## GIVEN TASK
Reproduce the material that follows word for word, leaving out the pictures.

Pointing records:
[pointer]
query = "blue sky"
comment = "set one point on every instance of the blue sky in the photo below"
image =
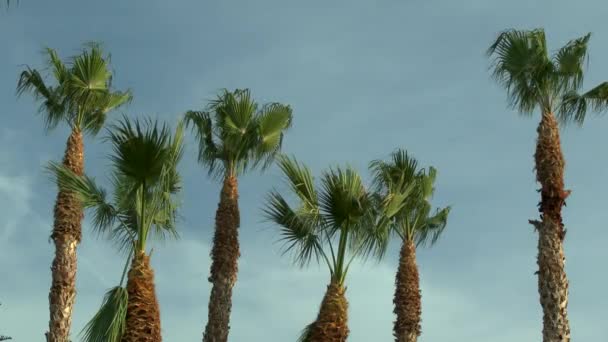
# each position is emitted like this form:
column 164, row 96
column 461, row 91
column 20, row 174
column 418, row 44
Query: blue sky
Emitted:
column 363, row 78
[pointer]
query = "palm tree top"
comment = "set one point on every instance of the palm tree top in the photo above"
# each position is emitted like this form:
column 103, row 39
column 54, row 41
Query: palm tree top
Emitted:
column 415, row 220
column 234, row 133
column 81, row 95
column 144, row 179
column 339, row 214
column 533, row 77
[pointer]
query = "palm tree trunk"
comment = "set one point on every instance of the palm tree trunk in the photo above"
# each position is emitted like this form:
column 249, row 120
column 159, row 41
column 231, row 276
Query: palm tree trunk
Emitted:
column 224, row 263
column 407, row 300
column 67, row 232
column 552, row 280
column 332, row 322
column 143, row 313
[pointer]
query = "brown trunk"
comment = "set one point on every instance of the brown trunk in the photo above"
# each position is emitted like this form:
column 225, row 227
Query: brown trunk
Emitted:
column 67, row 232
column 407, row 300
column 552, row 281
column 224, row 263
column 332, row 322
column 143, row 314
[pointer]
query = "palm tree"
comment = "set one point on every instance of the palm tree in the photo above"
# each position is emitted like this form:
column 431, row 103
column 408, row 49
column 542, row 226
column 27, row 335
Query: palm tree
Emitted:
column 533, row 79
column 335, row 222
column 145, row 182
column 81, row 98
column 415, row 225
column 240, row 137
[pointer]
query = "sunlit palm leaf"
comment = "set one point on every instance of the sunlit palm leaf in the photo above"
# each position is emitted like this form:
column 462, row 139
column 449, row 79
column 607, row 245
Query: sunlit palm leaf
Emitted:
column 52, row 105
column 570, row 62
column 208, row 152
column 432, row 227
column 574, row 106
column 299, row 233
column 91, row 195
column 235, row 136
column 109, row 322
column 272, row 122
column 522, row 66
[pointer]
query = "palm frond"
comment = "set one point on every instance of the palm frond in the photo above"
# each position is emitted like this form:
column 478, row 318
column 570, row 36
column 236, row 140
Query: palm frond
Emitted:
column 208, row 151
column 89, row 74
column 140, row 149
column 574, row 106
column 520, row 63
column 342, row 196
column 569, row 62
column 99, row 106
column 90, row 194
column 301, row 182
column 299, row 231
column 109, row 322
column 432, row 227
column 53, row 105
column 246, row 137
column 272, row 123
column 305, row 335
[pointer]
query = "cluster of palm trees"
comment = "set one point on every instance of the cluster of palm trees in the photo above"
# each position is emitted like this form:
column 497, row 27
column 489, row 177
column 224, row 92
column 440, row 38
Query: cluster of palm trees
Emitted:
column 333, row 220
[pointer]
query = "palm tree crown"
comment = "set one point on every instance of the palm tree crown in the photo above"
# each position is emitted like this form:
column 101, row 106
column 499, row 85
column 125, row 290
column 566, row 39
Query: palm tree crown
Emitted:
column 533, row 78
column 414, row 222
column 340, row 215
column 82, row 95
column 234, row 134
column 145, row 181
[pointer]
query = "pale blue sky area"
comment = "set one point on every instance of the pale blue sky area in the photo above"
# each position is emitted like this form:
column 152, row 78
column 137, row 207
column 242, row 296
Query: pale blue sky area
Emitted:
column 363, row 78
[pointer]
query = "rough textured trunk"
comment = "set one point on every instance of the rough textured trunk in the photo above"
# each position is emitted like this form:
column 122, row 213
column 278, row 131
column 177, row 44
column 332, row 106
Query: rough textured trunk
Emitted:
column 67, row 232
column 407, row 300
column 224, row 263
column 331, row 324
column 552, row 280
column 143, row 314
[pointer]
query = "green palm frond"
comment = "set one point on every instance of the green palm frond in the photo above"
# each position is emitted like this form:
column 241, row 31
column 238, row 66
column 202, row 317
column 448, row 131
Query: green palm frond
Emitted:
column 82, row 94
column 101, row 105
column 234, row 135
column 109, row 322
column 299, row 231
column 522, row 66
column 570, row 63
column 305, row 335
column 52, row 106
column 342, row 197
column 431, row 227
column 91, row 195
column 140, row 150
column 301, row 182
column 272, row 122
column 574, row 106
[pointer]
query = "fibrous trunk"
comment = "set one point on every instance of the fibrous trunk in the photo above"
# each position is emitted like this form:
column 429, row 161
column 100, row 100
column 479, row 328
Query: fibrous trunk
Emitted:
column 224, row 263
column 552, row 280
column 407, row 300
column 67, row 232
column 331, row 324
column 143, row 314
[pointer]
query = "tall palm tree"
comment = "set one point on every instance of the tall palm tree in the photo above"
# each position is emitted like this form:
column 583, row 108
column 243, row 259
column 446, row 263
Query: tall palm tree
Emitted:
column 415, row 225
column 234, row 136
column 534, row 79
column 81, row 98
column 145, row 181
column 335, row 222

## OUTPUT FOR THIS EXERCISE
[pointer]
query = "blue sky"
comment = "set one point on every instance of the blue sky in the photo below"
image =
# each position is emitted like this form:
column 164, row 96
column 461, row 91
column 20, row 174
column 418, row 44
Query: blue sky
Emitted:
column 363, row 78
[pointer]
query = "palm tree top"
comment = "set one point on every instance of the palm tree top in the photo above"
# each position is emitted like this form:
column 103, row 39
column 54, row 41
Query: palm tree top
Emitted:
column 415, row 220
column 234, row 133
column 81, row 95
column 144, row 179
column 339, row 214
column 533, row 77
[pointer]
query = "palm tree trunk"
comment = "set one point on every instance of the palm tree trunk in the photo above"
# each position is emitted like this form:
column 249, row 120
column 159, row 41
column 231, row 276
Query: palm tree trunk
Emitted:
column 224, row 263
column 407, row 300
column 67, row 232
column 552, row 280
column 332, row 322
column 143, row 313
[pointer]
query = "brown trunk"
comment = "set one point on every instance of the brown trunk in the photo above"
# each position is emitted like this form:
column 225, row 227
Query: brown trunk
Emitted:
column 67, row 232
column 407, row 300
column 552, row 281
column 224, row 263
column 332, row 322
column 143, row 314
[pointer]
query = "palm tree"
comment = "set one point on every instance of the palm tree in the photo above"
# each position is emitted like this form:
column 431, row 103
column 408, row 49
column 542, row 226
column 27, row 335
Query: palm tree
Emitted:
column 533, row 79
column 335, row 222
column 145, row 182
column 81, row 98
column 415, row 225
column 240, row 137
[pointer]
query = "sunlit palm leaf"
comment = "set one point on every instance of the sunlit palm leaf in the photo above"
# each position is emitted like this form:
column 462, row 139
column 449, row 79
column 607, row 245
Query: sunlit palm leaf
Emitted:
column 52, row 105
column 570, row 62
column 208, row 152
column 432, row 227
column 574, row 106
column 299, row 233
column 91, row 195
column 235, row 136
column 109, row 322
column 272, row 122
column 522, row 66
[pointer]
query = "palm frond"
comment = "set one point on every instance of the palm frond in the photo above"
# each position is emitted like this form:
column 478, row 318
column 570, row 36
column 236, row 140
Query: palm frond
Emitted:
column 208, row 151
column 89, row 74
column 140, row 149
column 574, row 106
column 520, row 63
column 342, row 196
column 569, row 62
column 99, row 106
column 90, row 194
column 301, row 182
column 299, row 231
column 109, row 322
column 432, row 227
column 53, row 105
column 246, row 137
column 272, row 123
column 305, row 335
[pointer]
query = "cluster of palm trees"
comment = "set one point on every instance of the cluster of palm trees in the photo above"
# each position is emitted like this form:
column 497, row 27
column 489, row 177
column 224, row 92
column 440, row 38
Query: cluster of palm trees
Emitted:
column 333, row 220
[pointer]
query = "palm tree crown"
comment = "set one point on every instance of the palm tree crown in the photo above"
# each position is emitted like this form:
column 101, row 106
column 499, row 85
column 125, row 290
column 566, row 39
Query: palm tree crown
Emitted:
column 533, row 78
column 414, row 222
column 340, row 215
column 82, row 95
column 234, row 134
column 145, row 181
[pointer]
query = "pale blue sky area"
comment = "set one point on every instance of the pale blue sky area in the photo above"
# each position is emitted like this form:
column 152, row 78
column 137, row 207
column 242, row 296
Query: pale blue sky area
Emitted:
column 363, row 78
[pointer]
query = "rough textured trunk"
comment = "set one point on every instance of the rough textured trunk in the photo above"
# each position is emitted like this form:
column 122, row 213
column 278, row 131
column 177, row 44
column 332, row 106
Query: rough textured trunk
Emitted:
column 67, row 232
column 407, row 300
column 224, row 263
column 331, row 324
column 552, row 280
column 143, row 314
[pointer]
query = "green palm frond"
comment = "set one point on every instance of the green palm frond in the photo above"
# each position is emitted like this form:
column 241, row 31
column 238, row 66
column 202, row 317
column 448, row 131
Query: green palm frond
Emitted:
column 82, row 94
column 101, row 105
column 234, row 135
column 109, row 322
column 299, row 231
column 522, row 66
column 570, row 63
column 305, row 335
column 52, row 106
column 342, row 197
column 431, row 227
column 91, row 195
column 140, row 150
column 301, row 182
column 272, row 122
column 574, row 106
[pointer]
query = "fibrous trunk"
comment = "set one point on every instance of the fibrous trunk in the photo above"
# each position is emitted like this form:
column 429, row 161
column 100, row 100
column 479, row 328
Query: fibrous trunk
Emitted:
column 224, row 263
column 552, row 280
column 407, row 300
column 67, row 232
column 331, row 324
column 143, row 314
[pointer]
query = "tall palm tree"
comment = "set one point on every instance of the tall palm tree in the photo above"
# each position is emitted like this form:
column 583, row 108
column 243, row 259
column 446, row 263
Query: tall palm tree
Emitted:
column 415, row 225
column 234, row 136
column 534, row 79
column 81, row 98
column 145, row 181
column 335, row 222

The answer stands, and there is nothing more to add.